--- START DATA SUPPLIED ---
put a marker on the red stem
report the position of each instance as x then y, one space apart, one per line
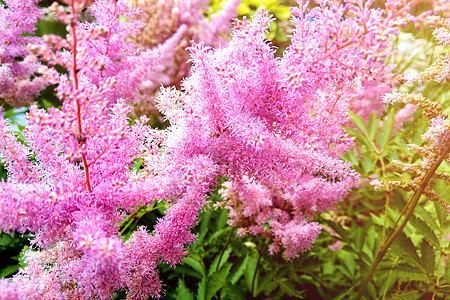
75 80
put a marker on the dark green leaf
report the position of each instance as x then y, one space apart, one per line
373 125
425 230
182 292
385 130
289 289
402 245
217 281
201 292
237 274
359 122
195 264
9 270
427 258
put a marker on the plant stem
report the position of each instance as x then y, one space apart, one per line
78 104
411 206
254 275
223 249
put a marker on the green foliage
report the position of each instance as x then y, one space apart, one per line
12 248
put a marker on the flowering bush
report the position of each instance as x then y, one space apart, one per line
264 134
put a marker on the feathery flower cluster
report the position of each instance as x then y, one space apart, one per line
437 137
273 126
311 89
171 26
17 65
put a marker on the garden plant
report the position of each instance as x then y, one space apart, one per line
195 149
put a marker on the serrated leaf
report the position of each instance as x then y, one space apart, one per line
427 258
270 287
385 130
187 271
426 217
447 272
309 265
9 270
359 122
289 288
223 259
359 137
402 245
267 279
217 281
196 265
182 292
232 292
373 125
425 230
251 267
368 163
237 274
201 292
407 272
441 215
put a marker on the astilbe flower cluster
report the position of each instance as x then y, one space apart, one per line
436 149
19 84
171 26
272 126
311 89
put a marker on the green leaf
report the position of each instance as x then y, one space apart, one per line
385 130
266 280
9 270
359 122
427 259
359 137
289 288
249 272
182 292
239 271
402 245
217 281
425 230
196 265
214 267
373 125
368 164
232 292
201 292
407 272
441 215
426 216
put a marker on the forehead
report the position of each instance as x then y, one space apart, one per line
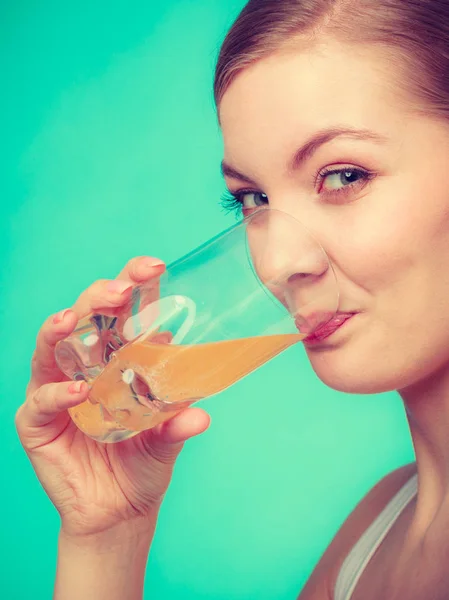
295 93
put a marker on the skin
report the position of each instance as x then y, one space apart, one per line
388 239
108 495
387 235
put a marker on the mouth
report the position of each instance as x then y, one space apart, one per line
328 329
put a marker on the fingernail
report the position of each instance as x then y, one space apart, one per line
151 263
59 317
118 287
76 387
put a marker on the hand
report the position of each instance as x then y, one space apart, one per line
96 487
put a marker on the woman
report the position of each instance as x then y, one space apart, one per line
335 111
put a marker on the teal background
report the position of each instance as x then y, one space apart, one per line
110 149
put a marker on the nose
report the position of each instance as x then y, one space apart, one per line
291 263
283 251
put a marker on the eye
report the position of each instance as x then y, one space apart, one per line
336 181
243 200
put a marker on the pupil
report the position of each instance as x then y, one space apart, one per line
350 176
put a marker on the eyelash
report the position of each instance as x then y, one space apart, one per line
234 202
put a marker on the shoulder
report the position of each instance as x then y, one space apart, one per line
321 583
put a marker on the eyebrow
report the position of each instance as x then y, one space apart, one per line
306 151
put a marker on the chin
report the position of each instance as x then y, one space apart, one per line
355 376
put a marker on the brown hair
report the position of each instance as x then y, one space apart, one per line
415 33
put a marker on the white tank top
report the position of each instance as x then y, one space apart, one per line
360 555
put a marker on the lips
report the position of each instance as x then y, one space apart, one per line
326 330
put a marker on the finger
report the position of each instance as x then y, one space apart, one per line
165 441
43 365
187 424
44 415
141 268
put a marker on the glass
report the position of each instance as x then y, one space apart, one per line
211 318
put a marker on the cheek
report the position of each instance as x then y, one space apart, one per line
394 241
394 266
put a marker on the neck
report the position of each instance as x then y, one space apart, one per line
427 408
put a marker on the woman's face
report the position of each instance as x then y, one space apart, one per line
372 188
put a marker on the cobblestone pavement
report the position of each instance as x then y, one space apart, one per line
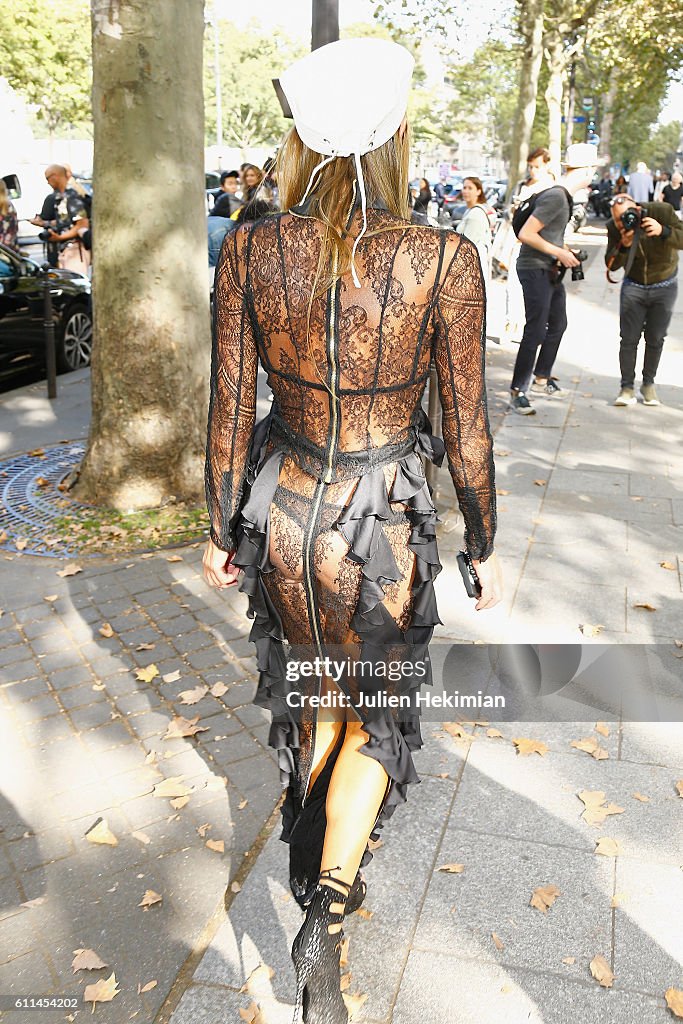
81 738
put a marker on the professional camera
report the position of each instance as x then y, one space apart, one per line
578 271
631 218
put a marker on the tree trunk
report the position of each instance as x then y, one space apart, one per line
151 295
530 15
605 127
556 67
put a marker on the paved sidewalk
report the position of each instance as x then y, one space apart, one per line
78 730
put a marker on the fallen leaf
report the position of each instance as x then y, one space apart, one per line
543 897
179 727
102 990
530 745
601 971
607 847
259 975
674 997
150 899
147 674
194 695
101 834
87 960
591 631
71 569
173 786
592 747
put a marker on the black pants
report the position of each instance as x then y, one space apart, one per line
545 305
644 309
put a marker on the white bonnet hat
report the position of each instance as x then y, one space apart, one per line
346 98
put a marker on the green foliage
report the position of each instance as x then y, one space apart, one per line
250 58
45 55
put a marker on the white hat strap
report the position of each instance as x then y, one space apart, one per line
364 205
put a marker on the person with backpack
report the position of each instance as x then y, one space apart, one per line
540 224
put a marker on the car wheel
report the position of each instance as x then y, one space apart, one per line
75 346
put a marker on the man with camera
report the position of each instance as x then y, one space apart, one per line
644 240
541 264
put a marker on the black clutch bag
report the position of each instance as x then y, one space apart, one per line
469 574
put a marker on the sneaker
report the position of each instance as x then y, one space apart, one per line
627 396
520 403
649 395
550 389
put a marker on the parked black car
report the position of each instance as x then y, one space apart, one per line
22 330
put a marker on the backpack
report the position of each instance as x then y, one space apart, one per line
526 208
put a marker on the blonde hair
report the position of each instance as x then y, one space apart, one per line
386 175
4 199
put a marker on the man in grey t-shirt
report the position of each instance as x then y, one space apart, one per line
545 298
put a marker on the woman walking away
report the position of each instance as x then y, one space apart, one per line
324 506
475 225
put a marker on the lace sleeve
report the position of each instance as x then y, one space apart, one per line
459 347
232 400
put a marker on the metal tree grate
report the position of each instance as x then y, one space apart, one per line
30 501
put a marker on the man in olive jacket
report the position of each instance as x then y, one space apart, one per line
648 290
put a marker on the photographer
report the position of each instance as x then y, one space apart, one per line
644 240
542 256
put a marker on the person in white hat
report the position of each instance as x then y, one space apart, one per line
324 505
545 299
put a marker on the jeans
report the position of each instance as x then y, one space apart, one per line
217 228
644 309
545 307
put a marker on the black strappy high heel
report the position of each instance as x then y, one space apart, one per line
315 954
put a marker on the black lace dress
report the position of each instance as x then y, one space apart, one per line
325 501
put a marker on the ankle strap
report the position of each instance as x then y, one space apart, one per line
326 875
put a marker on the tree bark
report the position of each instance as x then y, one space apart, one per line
530 15
152 340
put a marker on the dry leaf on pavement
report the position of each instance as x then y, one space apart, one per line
--- END DATA SUPPLIED ---
> EXERCISE REQUIREMENTS:
Please repeat all of the material above word for word, leaving out the pictures.

> RESPONSE TO THE EXERCISE:
put a marker on the red stem
report the position of each instance as x then y, one space apart, one per line
75 80
put a marker on the dark green leaf
report the position of each instance as x then y, one space apart, one per line
373 125
425 230
182 292
385 130
289 289
402 245
217 281
201 292
237 274
359 122
195 264
9 270
427 258
put a marker on the plant stem
report the position of each instance as x then y, one space apart, one per line
78 104
411 206
254 275
223 249
put a marker on the green foliage
report the position of each instance as x then y, one space apart, one per line
12 248
put a marker on the flowering bush
report the position of each instance as x then y, one space apart, one per line
264 134
put a marker on the feathery flower cluster
report the position of each instance as x then y, one space apart, one per line
437 137
273 126
311 89
171 26
17 65
put a marker on the garden plant
report the position of each instance as x then y, one space apart, one per line
195 149
put a marker on the serrated leaf
report the position of each instance as x then y, one space apart, one per line
427 258
270 287
385 130
187 271
426 217
447 272
309 265
9 270
359 122
289 288
223 259
359 137
402 245
267 279
217 281
196 265
182 292
232 292
373 125
425 230
251 267
368 163
237 274
201 292
407 272
441 215
put a marker on the astilbe flower cluster
report the position of each instance as x then y, one space apart, one per line
436 149
19 84
171 26
272 126
311 89
put a marker on the green leaf
report the position of each instance as x then y, one space apart, one per line
385 130
266 280
9 270
359 122
427 259
359 137
289 288
249 272
182 292
239 271
402 245
217 281
425 230
196 265
214 267
373 125
368 164
232 292
201 292
407 272
441 215
426 216
put a marker on the forehead
report the position of each instance as x then y, one space apart, one per line
295 93
put a marker on the skin
report the position of each instance as x then y, one space apart, one per line
388 239
108 495
387 235
put a marker on the mouth
report the position of each instance as x then y, one space apart, one per line
328 329
put a marker on the fingernail
report the position of each instance as x then y, one space apart, one per line
151 263
59 317
118 287
76 387
put a marker on the hand
report the position of each instance as x then y, one space apart, one per line
96 487
put a marker on the woman
report the position of each instance as x then y, one space apart, one per line
335 111
put a marker on the teal background
report the position of each instance as x then y, one space apart, one per line
110 149
put a marker on the nose
report the position of each instance as x then y, one space apart, one per line
291 263
283 251
put a marker on the eye
report the position of each instance as x then y, one space apart, one per line
336 181
243 200
put a marker on the pupil
report the position of each instance as x then y, one space apart, one per line
350 176
put a marker on the eyelash
report the position of each instance as x then y, one space apart, one per line
234 202
put a marker on the shoulder
report the position of each instance as x then y, one space apart, one per line
321 583
put a marker on the eyebrow
report the position of each instance as x then y, one space apart, one per line
306 151
put a marker on the chin
report the position of each instance as x then y, one space apart, one per line
355 376
put a marker on the brown hair
report the position of each instance as x then y, one space apart, one per line
415 33
put a marker on the white tank top
report the position of each instance as x then y, one space apart, one per line
360 555
put a marker on the lips
report the position of each instance as x then y, one space apart, one per line
326 330
put a marker on the finger
report the position of each instance as x then y, one space apart, one per line
165 441
43 365
187 424
44 415
141 268
put a marker on the glass
report the position of each instance as x then y, one space apart, one per line
211 318
put a marker on the cheek
report the position of each instance as x then y, one space apart, one per line
394 241
394 266
put a marker on the neck
report the position of each instance as x then y, one space apart, one per line
427 408
put a marker on the woman's face
report the position of each instance as x then y, one space apart, one per line
372 188
put a marker on the cobblestone pavement
report the position of each instance as x then y, one space apart, one per line
81 738
put a marker on the professional camera
report the position of each instance as x then y, one space apart, one per line
578 271
631 218
put a marker on the tree trunk
report the position of each instance as x then y, one space apart, one per line
151 295
530 15
605 127
556 67
put a marker on the paved sidewalk
report the position of each instance as x then y, one space apart, one per line
78 730
put a marker on the fallen leaf
report the position of each instance as x then y, one space apart, one per line
543 897
179 727
102 990
530 745
601 971
607 847
259 975
674 997
150 899
147 674
194 695
101 834
87 960
591 631
71 569
173 786
592 747
put a marker on the black pants
report the position of each instance as x then y, one space apart, one per line
545 305
644 309
put a marker on the white bonnet hat
report the position of each instance as x then y, one space apart, one per line
346 98
put a marker on the green foliage
report the position of each instance as x then y, one space apart, one per line
250 58
45 55
put a marker on the white hat strap
report the position of each instance as x then y, one space apart, one per line
364 205
put a marker on the person with backpack
report the position of each instance as x then y, one space apart, one per line
540 224
put a marker on the car wheel
report the position of each instance as x then y, one space apart, one per line
75 346
put a marker on the man with camera
report the position of each instance as x then y, one space apart, one per line
644 240
541 264
put a marker on the black clutch bag
report the position of each instance as x then y, one space apart, one per line
469 574
put a marker on the sneaker
report the position of each instance as x then y, one space apart, one per line
627 396
520 403
649 395
550 389
put a marker on the parked black car
report the position of each instance as x then y, one space apart, one per line
22 330
put a marker on the backpack
report the position of each instance as x then y, one space apart, one per line
526 208
put a marker on the blonde hair
report the position of each instance as x then y, one space apart, one per line
386 175
4 199
put a marker on the man in grey t-shirt
report the position of each instance as x then y, one space apart, one per line
545 298
put a marker on the woman walking away
report the position of each instance as x then y, one space apart, one per line
324 506
475 225
put a marker on the lace sleeve
report the position of each instance as x then y, one space apart, one per line
459 347
232 400
put a marker on the metal tree grate
report the position of each instance as x then y, one space apart, one per line
30 501
put a marker on the man in olive jacket
report the position of each instance as x then y, one space apart, one per line
648 290
put a marker on the photographer
report the position of each instance as x then y, one space apart, one per line
644 240
542 256
put a marker on the person in white hat
report the position of each instance as x then y, one space apart, one per line
324 505
545 299
put a marker on the jeans
report the position of each instance as x then y, one space apart, one per line
217 228
644 309
545 307
put a marker on the black strappy high heel
report the position of each instance as x then y, one space apart, one per line
315 954
put a marker on the black lace dress
report the position of each instance as x then y, one space apart, one per line
325 501
put a marker on the ankle strap
report the position of each instance as x then y, one space apart, one per line
326 875
put a marker on the tree bark
report the position of each instance as x then y, one space apart, one per line
530 15
152 340
put a marker on the dry leaf on pavement
report the position of each instance as x then y, one space apart, one per line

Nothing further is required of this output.